> Input material

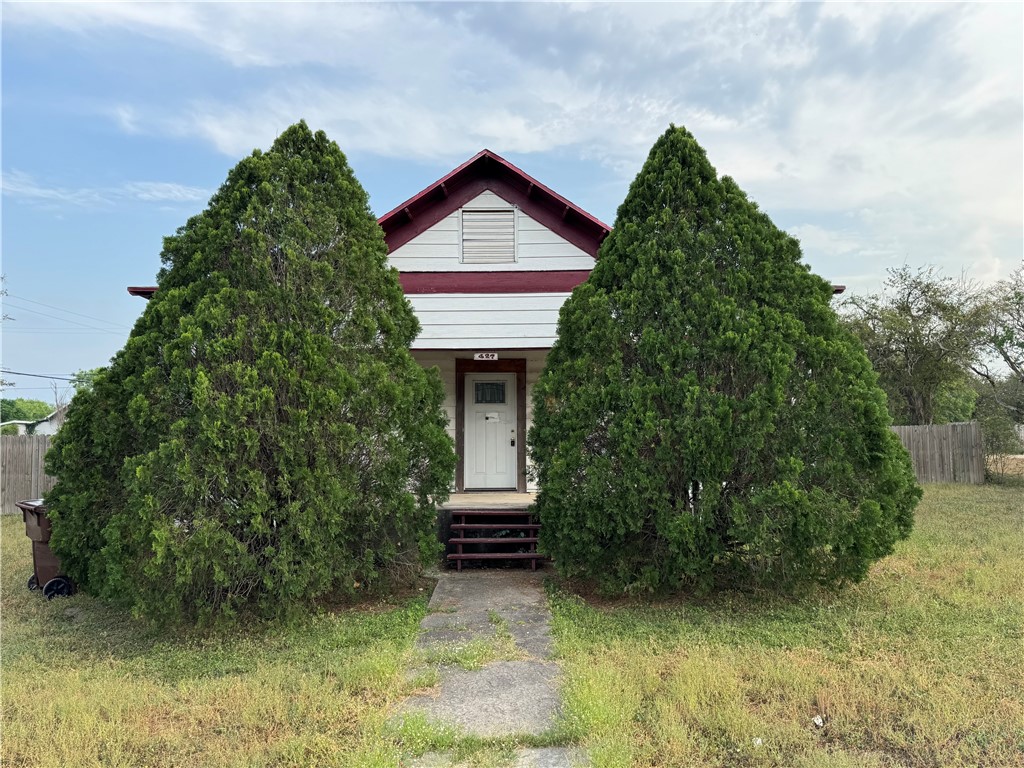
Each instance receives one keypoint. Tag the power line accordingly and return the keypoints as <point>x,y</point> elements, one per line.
<point>67,311</point>
<point>66,320</point>
<point>67,377</point>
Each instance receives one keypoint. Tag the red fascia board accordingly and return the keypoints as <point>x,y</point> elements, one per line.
<point>505,282</point>
<point>488,171</point>
<point>588,242</point>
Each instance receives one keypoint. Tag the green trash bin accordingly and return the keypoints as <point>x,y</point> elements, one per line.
<point>45,565</point>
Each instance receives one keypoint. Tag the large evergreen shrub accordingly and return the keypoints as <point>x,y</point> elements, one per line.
<point>264,437</point>
<point>704,416</point>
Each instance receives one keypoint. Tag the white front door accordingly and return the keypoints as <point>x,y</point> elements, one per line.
<point>491,431</point>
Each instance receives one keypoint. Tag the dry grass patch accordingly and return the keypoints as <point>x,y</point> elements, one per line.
<point>85,685</point>
<point>920,666</point>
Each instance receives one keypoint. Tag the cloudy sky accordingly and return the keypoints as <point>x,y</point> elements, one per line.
<point>878,134</point>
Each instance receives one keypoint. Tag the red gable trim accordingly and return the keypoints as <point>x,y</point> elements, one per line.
<point>508,282</point>
<point>489,171</point>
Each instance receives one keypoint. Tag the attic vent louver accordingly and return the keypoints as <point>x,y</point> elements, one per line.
<point>487,236</point>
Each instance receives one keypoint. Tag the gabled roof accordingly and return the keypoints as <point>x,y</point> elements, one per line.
<point>485,170</point>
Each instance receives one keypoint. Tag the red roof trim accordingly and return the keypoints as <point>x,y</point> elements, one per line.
<point>485,170</point>
<point>504,282</point>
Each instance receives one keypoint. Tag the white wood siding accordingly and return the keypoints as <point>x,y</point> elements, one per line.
<point>437,249</point>
<point>486,321</point>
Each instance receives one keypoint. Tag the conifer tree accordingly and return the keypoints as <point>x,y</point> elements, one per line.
<point>704,418</point>
<point>264,437</point>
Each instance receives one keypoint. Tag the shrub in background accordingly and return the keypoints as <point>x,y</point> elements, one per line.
<point>264,437</point>
<point>704,416</point>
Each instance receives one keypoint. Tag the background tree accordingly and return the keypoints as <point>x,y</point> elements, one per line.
<point>264,437</point>
<point>704,415</point>
<point>923,335</point>
<point>1006,329</point>
<point>23,409</point>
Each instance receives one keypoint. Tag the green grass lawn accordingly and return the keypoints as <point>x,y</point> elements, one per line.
<point>84,685</point>
<point>923,665</point>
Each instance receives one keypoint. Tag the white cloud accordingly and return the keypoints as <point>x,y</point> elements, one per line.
<point>23,186</point>
<point>908,113</point>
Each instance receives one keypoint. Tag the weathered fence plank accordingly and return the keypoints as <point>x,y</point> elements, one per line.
<point>22,474</point>
<point>945,453</point>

> Work order
Return the records verbatim, minus pictures.

> Answer to this problem
Each instance receives one keypoint. Tag the power line accordingly and return the keypoints as <point>x,y</point> elements, one per line.
<point>67,311</point>
<point>66,320</point>
<point>67,377</point>
Each instance receives one keypoint. Tag the red fascia board accordingly and return the keypoints as <point>x,y</point> elements, one per line.
<point>505,282</point>
<point>488,171</point>
<point>588,242</point>
Each instance receives one keypoint. Tag the green trash bin accordingly and return the keypoints as <point>x,y</point> elements, one per line.
<point>45,565</point>
Each instance receives one keypoint. Tag the large evergreen shrub accordingly and return the keypoints as <point>x,y</point> elements, one per line.
<point>264,437</point>
<point>704,416</point>
Each instance receives one keypoint. Tag the white front door accordingly and return the keypoints as <point>x,y</point> elements, one per line.
<point>491,431</point>
Each instance receives one keypoint. Tag the dry grass patch accordingly and return the keypoints as <point>x,y</point> elements, one per line.
<point>85,685</point>
<point>920,666</point>
Each instance receives one keypoint. Tag the cloudy sky accordingly and return the keypoints as <point>x,y</point> elements, one per line.
<point>878,134</point>
Each instance receives one keypoint. Tag the red gable trim accordingly and return the keypoints as <point>x,y</point> elements, one per line.
<point>508,282</point>
<point>489,171</point>
Each instance receives one keypoint. Tag the attic vent louver accordingly and return the keypoints as <point>x,y</point> elements, one per line.
<point>487,236</point>
Each instance receives one keypoint. Tag the gabled roof accordingly and return the keypoints as <point>x,y</point> elements, one per line.
<point>485,170</point>
Each instance receives one keypoint. Tag the red roof trim accordingly and return the keypoints as <point>x,y</point> elements, one per line.
<point>485,170</point>
<point>504,282</point>
Each instance receives one keypoint. Tag the white wood siding accordingly and return the keypoints as <point>x,y</point> elements, one per line.
<point>437,249</point>
<point>486,321</point>
Each instance receives one keypoint. Tag the conifer tree accordingly and return the keypoints as <point>x,y</point> elements, one per line.
<point>704,418</point>
<point>264,437</point>
Each instance receives one keypoint. Tag the shrub in background accordingly and return the keypoints as <point>x,y</point> elements, one per line.
<point>264,437</point>
<point>704,416</point>
Each instance receives one keypoint. Tag the background tree accordingly and return the keypoints as <point>x,y</point> elements, one per line.
<point>264,437</point>
<point>704,415</point>
<point>923,335</point>
<point>1006,329</point>
<point>23,409</point>
Each instance receives one keypoint. Tag the green grass lawn accordingly and return the keypoints as <point>x,y</point> elements, one per line.
<point>84,685</point>
<point>923,665</point>
Each instance receives one keypoint. Tag the white cloud accordingly and return the keypoints as <point>x,y</point> elements, one per line.
<point>23,186</point>
<point>908,113</point>
Each instance receives one keypoint. Tag the weathered fence plank accordingly and return the keypoints as <point>x,y</point> elements, one per line.
<point>22,474</point>
<point>945,453</point>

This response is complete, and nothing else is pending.